-- Excerpt to read --
'''
Gartner, Inc. said advanced analytics is a top business priority, fueled by the need to make advanced analysis accessible to more users and broaden the insight into the business. Advanced analytics is the fastest-growing segment of the business intelligence (BI) and analytics software market and surpassed $1 billion in 2013.

"While advanced analytics have existed for over 20 years, big data has accelerated interest in the market and its position in the business," said Alexander Linden, Research Director at Gartner. "Rather than being the domain of a few select groups (for example, marketing, risk), many more business functions now have a legitimate interest in this capability to help foster better decision making and improved business outcomes."

IT and business leaders must expand their efforts to move their organizations from using only traditional BI that addresses descriptive analysis (what happened) to advanced analytics, which complements by answering "why", "what will happen" and "how we can address it".


Source: Gartner (October 2014)

"While basic analytics provide a general summary of data, advanced analytics deliver deeper data knowledge and granular data analysis," added Linden. The rewards of data-driven decision making can be a powerful boost to business outcomes. However, creating value from data requires a range of talents, from data integration and preparation, to architecting specialized computing/database environments, to data mining and intelligent algorithms. "Extracting value out of data is not a trivial task," said Linden. "One of the key elements of any such 'making sense out of data' program is the people, who must have the right skills and capabilities."

Data scientists in the organization support big data initiatives for which the No. 1 use case is enhancing customer experience. According to Gartner's latest global big data survey conducted in 2014, 68 per cent of respondents said that they use big data to enhance their customer experience. This is the third year customer experience has been a top business problem to address.
'''
-- Given exercise 1 --
Copy from the advanced analytics passage the part starting with "Gartner, Inc. said" and going on through "billion in 2013.", keeping every word and mark unchanged.

-- Records for the task --
'''
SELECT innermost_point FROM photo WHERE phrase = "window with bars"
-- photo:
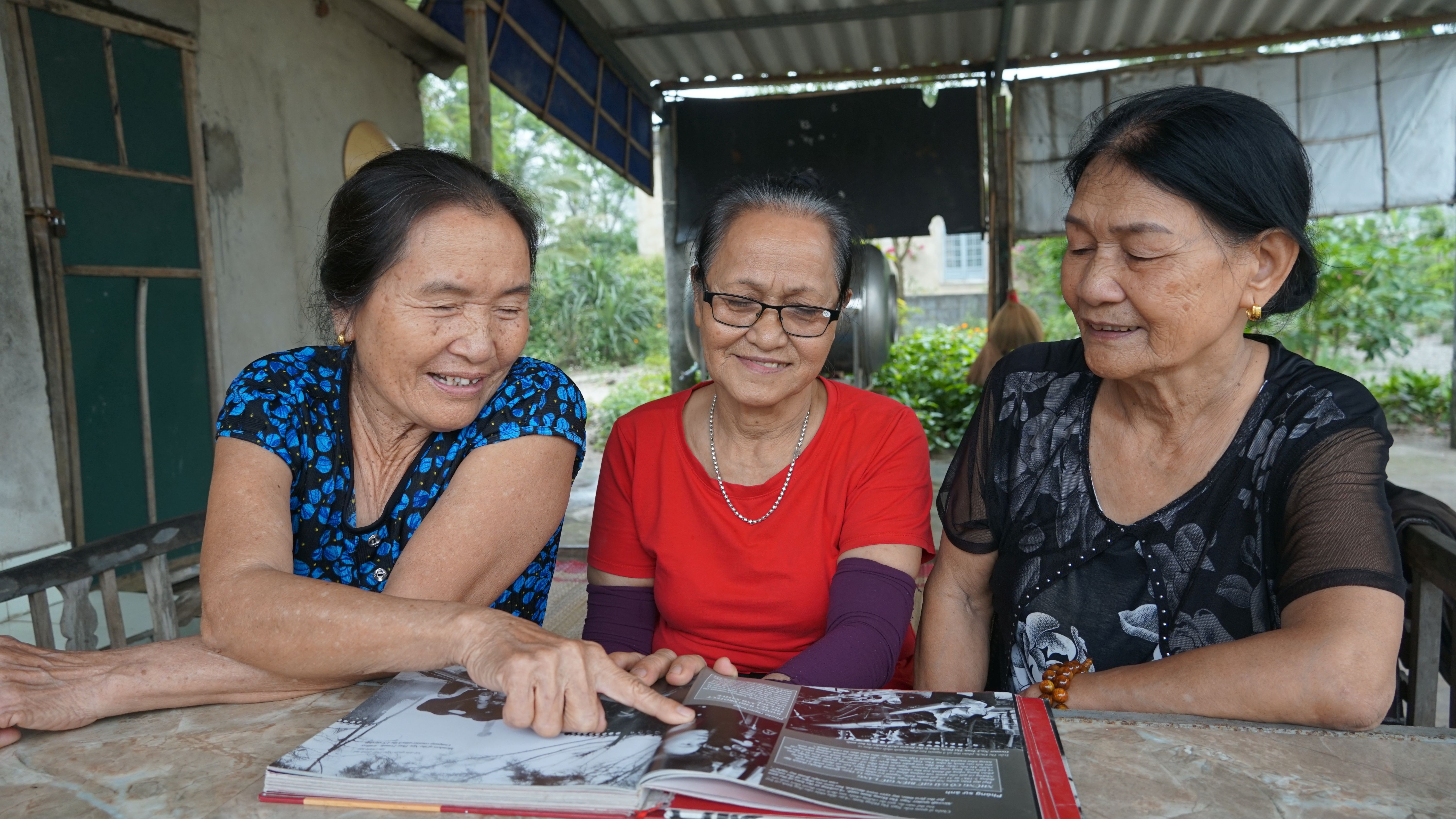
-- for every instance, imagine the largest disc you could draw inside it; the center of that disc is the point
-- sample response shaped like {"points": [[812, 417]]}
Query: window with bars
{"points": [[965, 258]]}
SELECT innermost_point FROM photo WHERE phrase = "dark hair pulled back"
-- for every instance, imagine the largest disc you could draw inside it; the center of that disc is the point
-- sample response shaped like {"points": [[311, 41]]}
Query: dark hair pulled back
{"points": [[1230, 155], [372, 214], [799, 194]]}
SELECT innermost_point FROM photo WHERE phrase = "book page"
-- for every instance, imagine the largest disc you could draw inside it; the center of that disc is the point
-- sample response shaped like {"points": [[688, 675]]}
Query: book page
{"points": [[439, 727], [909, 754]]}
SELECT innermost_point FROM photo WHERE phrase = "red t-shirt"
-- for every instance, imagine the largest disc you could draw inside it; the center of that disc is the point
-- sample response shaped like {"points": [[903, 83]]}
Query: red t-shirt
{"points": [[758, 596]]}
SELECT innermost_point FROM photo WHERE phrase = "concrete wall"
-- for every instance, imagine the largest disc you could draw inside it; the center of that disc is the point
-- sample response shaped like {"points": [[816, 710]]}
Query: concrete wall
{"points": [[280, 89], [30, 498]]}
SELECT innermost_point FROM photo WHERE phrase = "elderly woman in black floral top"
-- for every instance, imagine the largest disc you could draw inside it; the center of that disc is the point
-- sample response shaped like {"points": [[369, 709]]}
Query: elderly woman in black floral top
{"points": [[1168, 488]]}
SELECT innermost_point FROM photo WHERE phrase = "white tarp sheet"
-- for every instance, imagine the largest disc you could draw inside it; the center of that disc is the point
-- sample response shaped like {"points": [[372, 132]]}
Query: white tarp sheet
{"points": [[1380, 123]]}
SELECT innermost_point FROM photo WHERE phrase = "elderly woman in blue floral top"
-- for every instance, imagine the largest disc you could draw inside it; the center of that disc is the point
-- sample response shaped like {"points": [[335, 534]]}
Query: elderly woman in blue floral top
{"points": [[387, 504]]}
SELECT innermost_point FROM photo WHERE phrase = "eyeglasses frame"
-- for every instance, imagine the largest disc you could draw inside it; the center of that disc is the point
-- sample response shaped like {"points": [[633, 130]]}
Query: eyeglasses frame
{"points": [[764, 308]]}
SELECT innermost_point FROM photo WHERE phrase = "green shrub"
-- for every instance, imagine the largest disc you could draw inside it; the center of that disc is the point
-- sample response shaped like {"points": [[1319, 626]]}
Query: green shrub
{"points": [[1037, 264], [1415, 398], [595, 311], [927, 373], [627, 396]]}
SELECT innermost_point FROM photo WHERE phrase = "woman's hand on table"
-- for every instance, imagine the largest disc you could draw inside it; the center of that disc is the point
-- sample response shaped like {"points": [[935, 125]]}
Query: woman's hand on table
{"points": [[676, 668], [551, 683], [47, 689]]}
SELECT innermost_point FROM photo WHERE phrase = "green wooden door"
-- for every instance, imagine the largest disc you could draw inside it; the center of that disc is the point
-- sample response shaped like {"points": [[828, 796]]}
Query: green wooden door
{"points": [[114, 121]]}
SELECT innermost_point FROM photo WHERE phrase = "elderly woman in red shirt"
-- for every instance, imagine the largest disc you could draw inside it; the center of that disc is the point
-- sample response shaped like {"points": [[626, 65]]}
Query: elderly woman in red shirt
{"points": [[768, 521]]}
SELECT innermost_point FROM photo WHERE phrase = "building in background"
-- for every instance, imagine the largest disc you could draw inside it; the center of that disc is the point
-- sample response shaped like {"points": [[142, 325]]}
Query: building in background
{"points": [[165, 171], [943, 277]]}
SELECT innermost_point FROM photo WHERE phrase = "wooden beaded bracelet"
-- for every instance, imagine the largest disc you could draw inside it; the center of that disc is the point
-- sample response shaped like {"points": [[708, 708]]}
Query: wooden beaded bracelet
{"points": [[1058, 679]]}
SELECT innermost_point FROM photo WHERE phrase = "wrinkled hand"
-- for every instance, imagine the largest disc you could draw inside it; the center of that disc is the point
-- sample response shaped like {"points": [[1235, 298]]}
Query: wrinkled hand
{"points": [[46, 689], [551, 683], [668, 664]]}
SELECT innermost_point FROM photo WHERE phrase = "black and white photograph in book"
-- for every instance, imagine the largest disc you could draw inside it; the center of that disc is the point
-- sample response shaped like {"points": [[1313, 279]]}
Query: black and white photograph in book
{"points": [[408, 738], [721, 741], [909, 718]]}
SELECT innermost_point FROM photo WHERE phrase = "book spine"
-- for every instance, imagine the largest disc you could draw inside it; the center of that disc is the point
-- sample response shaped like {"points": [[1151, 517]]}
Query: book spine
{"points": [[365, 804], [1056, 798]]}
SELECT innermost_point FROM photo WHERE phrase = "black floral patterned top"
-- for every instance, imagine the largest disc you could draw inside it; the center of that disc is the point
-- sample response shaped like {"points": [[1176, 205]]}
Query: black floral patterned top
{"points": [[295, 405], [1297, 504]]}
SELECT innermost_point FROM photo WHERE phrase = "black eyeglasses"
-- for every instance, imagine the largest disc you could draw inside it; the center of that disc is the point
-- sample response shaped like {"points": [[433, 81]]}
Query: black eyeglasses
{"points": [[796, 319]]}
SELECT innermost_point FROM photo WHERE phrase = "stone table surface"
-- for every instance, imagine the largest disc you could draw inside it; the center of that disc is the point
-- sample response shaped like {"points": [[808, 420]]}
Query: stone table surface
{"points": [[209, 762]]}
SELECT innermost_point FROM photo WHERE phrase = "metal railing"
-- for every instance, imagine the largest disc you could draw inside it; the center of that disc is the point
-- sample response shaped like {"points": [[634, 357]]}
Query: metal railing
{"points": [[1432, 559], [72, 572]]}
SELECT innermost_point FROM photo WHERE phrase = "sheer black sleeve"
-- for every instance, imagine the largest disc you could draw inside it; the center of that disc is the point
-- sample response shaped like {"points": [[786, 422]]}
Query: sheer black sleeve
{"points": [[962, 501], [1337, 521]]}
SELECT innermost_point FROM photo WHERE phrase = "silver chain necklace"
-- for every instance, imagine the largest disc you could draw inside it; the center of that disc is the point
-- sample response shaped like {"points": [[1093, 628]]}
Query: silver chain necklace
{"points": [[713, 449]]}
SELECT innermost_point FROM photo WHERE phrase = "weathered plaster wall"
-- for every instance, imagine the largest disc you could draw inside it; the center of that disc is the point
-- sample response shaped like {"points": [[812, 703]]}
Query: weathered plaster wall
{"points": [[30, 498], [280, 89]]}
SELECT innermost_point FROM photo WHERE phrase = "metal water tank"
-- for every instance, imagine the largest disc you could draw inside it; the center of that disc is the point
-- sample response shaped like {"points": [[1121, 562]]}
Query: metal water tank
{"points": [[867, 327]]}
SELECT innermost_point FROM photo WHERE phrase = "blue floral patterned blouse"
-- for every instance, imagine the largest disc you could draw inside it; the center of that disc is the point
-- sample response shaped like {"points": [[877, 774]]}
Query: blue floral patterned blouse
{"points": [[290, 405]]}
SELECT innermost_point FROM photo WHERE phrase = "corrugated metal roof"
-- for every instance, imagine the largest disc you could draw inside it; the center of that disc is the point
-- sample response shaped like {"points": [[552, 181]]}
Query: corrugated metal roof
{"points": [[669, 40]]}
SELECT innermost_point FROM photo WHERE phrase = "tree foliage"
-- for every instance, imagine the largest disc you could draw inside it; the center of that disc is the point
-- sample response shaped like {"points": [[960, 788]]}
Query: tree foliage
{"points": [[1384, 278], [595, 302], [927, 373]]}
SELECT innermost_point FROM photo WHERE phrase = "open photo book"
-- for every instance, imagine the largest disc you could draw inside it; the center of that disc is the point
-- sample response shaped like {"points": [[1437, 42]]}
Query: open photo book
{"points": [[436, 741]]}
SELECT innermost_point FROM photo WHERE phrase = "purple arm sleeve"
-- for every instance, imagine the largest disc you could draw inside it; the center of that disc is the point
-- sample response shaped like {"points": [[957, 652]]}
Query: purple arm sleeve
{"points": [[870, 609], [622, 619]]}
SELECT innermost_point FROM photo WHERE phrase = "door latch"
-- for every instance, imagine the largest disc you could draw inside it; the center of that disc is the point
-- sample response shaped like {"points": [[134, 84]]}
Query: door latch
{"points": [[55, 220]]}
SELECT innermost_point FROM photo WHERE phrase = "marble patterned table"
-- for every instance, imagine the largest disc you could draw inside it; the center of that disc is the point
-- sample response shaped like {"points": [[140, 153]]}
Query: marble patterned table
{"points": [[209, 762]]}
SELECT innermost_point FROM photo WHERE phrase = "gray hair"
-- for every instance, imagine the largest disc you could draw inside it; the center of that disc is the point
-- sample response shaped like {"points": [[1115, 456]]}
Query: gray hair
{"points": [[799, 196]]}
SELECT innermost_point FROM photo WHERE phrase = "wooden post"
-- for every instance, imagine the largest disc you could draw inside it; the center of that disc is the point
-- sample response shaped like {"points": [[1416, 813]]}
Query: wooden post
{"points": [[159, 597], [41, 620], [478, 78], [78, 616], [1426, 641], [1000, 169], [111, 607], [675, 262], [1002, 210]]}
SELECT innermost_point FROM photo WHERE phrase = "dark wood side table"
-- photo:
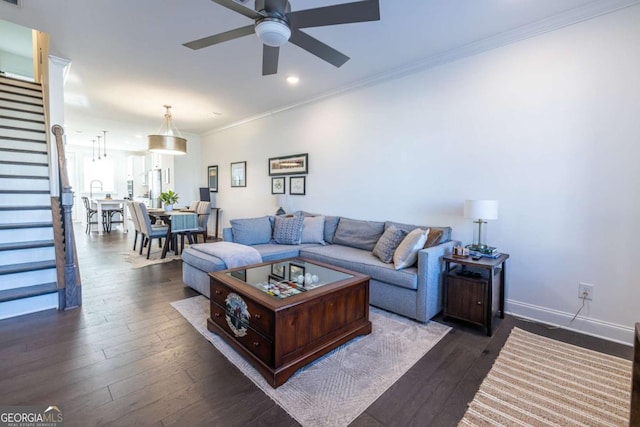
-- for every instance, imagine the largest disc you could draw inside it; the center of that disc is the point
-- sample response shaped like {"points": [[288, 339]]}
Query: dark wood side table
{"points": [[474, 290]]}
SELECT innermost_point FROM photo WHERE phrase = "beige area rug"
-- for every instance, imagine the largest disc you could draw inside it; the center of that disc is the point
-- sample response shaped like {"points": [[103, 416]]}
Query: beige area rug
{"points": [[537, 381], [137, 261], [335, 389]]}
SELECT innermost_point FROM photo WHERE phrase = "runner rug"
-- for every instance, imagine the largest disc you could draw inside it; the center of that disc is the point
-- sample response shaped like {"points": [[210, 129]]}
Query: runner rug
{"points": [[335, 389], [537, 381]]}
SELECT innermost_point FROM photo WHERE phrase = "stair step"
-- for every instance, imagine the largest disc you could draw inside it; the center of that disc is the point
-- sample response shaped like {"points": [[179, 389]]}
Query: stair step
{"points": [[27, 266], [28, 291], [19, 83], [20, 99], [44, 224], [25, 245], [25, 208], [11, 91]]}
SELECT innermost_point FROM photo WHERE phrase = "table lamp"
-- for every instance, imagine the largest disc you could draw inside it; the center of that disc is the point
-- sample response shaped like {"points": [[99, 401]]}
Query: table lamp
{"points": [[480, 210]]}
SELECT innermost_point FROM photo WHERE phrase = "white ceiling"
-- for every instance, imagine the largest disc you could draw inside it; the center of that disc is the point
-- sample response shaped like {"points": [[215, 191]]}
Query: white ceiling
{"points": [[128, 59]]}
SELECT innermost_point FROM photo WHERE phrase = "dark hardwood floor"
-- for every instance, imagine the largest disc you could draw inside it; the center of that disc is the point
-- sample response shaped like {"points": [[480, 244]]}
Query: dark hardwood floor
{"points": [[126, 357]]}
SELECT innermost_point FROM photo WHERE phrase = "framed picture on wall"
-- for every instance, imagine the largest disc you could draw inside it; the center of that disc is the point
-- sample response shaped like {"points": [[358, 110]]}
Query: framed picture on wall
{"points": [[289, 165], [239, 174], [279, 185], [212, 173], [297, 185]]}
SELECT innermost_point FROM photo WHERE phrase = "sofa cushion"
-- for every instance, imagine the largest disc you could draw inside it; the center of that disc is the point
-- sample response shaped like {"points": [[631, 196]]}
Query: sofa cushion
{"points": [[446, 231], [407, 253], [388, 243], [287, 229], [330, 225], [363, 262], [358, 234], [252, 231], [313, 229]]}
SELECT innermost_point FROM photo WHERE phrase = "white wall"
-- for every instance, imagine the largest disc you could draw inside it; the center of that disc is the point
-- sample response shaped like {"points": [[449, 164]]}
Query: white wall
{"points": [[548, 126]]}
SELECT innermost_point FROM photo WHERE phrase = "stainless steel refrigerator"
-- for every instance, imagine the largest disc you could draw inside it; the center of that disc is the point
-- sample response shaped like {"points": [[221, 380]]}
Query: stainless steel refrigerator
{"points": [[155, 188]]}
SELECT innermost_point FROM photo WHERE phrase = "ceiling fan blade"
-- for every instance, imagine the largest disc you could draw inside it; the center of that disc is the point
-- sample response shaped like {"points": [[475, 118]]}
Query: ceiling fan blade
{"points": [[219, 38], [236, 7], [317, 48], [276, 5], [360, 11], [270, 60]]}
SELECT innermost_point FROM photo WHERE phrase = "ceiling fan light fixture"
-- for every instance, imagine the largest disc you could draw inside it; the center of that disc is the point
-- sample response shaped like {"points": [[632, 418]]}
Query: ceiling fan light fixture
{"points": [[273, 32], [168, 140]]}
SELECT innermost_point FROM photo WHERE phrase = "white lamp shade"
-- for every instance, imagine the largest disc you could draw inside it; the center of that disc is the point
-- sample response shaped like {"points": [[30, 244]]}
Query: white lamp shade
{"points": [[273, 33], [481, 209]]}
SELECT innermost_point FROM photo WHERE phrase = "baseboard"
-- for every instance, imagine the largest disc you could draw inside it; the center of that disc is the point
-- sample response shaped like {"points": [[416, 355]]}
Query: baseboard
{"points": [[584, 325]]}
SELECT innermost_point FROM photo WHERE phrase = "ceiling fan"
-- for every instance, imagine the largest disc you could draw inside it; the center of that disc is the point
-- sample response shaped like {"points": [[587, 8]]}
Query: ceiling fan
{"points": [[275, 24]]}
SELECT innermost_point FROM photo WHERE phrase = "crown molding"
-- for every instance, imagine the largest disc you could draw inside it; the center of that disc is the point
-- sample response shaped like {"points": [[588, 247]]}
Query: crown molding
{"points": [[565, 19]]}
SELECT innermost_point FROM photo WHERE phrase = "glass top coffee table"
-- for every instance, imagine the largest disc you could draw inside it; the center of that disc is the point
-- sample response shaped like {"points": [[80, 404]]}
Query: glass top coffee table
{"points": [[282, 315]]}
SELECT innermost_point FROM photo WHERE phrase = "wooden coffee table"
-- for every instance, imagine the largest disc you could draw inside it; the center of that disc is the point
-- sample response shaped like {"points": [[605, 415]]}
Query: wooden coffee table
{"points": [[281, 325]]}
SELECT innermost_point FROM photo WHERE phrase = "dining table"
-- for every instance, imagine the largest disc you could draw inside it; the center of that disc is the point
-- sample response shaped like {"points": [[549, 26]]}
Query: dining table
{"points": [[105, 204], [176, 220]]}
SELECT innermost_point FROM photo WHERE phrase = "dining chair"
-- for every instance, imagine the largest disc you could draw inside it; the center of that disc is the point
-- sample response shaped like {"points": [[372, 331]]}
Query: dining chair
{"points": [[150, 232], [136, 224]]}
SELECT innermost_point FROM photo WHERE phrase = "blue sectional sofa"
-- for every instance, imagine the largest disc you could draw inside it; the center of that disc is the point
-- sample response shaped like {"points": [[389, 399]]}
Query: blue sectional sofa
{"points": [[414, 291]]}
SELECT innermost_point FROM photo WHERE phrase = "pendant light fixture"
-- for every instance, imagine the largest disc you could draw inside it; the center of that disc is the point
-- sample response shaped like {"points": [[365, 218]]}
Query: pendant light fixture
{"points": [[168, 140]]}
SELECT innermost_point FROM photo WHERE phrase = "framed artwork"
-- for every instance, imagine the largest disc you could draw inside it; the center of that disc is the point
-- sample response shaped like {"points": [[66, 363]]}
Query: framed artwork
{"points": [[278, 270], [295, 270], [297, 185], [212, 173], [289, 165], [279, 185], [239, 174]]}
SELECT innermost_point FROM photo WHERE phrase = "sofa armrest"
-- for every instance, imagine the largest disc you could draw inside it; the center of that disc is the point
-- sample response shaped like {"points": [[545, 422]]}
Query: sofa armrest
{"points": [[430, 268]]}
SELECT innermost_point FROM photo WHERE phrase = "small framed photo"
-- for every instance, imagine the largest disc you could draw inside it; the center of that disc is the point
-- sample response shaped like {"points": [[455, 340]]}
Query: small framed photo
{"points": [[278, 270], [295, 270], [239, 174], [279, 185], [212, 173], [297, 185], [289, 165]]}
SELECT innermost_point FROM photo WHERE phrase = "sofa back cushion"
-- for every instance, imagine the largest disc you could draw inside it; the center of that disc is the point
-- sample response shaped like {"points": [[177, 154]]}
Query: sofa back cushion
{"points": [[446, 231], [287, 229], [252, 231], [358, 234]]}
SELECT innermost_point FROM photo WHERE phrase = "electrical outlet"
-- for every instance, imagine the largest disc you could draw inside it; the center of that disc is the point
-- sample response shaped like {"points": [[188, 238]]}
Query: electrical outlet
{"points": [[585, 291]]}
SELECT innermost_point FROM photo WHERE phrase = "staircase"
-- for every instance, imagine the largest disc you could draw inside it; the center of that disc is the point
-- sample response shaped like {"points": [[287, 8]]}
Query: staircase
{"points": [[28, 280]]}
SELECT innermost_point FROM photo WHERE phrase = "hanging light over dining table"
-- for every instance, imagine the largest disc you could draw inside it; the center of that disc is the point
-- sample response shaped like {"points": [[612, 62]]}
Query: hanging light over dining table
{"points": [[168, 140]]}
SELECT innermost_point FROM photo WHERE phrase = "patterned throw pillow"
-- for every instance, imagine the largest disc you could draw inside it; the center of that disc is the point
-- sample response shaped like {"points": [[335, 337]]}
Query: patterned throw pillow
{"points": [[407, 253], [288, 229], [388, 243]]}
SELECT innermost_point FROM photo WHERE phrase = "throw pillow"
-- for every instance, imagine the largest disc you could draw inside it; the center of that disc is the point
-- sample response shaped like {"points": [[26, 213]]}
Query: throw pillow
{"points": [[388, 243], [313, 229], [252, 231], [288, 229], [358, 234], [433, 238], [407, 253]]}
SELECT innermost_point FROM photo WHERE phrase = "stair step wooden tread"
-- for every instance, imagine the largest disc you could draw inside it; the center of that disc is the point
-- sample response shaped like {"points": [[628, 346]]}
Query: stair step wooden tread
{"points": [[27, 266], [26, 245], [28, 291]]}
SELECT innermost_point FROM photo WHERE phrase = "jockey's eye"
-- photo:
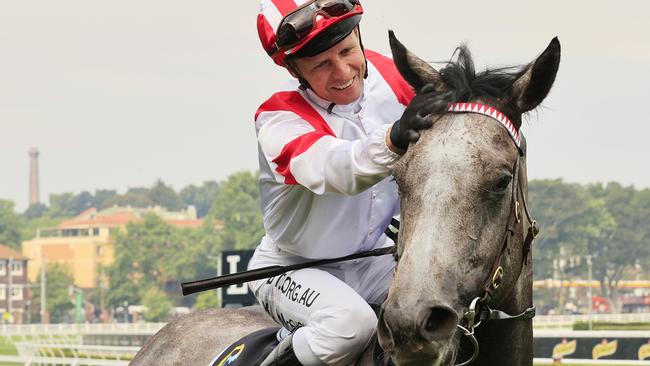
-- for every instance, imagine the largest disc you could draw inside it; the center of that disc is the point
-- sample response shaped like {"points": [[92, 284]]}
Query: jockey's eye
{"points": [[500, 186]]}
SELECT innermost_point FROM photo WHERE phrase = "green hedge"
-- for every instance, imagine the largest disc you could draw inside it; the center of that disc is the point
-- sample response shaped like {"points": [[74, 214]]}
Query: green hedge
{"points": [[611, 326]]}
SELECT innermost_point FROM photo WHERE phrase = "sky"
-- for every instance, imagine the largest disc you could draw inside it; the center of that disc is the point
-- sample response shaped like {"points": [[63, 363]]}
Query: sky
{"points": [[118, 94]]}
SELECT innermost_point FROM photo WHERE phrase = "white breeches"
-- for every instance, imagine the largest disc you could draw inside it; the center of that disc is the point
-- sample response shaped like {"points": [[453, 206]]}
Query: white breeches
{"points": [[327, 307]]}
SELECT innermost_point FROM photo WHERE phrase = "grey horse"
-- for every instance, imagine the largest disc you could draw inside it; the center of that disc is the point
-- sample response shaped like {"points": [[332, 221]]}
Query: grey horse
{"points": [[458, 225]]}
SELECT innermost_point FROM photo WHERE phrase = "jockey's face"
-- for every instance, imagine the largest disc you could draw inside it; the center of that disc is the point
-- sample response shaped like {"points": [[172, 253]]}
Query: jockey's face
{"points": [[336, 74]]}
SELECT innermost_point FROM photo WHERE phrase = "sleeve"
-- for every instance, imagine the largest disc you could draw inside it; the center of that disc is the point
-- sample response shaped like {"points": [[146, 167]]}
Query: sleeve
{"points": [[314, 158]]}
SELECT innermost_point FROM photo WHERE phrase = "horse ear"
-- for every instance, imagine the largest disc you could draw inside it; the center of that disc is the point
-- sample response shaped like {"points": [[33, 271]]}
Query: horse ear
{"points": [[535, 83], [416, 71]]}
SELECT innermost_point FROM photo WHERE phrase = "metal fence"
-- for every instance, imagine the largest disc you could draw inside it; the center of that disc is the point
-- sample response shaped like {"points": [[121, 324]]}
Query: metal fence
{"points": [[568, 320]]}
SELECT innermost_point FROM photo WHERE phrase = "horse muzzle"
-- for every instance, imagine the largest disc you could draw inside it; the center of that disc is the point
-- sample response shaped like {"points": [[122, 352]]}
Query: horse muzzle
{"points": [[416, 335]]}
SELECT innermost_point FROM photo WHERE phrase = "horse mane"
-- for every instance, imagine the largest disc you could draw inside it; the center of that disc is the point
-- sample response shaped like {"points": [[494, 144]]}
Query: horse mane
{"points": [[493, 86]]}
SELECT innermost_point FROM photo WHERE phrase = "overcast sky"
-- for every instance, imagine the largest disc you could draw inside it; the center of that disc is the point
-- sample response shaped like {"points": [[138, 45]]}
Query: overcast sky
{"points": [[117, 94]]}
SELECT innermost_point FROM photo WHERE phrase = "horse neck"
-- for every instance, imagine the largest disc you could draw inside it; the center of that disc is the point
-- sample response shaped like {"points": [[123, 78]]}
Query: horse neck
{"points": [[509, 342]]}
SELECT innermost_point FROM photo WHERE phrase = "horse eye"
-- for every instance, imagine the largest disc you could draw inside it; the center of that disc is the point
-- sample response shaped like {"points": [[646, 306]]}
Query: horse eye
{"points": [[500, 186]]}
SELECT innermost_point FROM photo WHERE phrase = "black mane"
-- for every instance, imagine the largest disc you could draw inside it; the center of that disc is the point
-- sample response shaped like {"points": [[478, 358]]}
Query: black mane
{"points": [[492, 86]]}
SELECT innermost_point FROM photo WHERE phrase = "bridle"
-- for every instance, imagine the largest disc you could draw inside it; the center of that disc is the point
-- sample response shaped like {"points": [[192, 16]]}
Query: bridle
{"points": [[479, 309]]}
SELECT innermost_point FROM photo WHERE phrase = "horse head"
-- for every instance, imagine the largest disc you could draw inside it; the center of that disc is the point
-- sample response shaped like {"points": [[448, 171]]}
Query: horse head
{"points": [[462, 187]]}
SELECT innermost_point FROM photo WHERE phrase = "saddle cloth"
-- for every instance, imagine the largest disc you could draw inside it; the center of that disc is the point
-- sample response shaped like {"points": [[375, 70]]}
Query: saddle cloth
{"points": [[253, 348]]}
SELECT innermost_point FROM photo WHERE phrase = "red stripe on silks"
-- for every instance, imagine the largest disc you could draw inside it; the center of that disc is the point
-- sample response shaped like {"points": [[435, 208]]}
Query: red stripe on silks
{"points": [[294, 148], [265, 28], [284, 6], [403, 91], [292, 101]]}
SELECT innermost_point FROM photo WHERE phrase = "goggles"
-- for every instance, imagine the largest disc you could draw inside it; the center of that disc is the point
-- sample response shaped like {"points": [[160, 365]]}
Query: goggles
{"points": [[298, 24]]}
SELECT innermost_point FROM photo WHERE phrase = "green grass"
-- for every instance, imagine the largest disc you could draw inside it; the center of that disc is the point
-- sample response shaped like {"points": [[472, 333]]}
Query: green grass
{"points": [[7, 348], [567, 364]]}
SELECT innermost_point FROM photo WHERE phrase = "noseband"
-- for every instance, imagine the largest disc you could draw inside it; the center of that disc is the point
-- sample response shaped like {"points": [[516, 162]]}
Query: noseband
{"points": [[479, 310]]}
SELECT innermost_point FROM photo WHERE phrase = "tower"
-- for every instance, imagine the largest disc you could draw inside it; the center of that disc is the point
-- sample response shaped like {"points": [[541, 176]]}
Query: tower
'''
-- Given exercise 2 --
Identify each line of the rows that contains the string "beige", treating uppercase and lowercase as different.

-- Task response 1 --
Gartner, Inc. said advanced analytics is a top business priority, fueled by the need to make advanced analysis accessible to more users and broaden the insight into the business. Advanced analytics is the fastest-growing segment of the business intelligence (BI) and analytics software market and surpassed $1 billion in 2013.

-- Task response 2 --
SELECT innermost_point FROM photo WHERE phrase = "beige area rug"
Query: beige area rug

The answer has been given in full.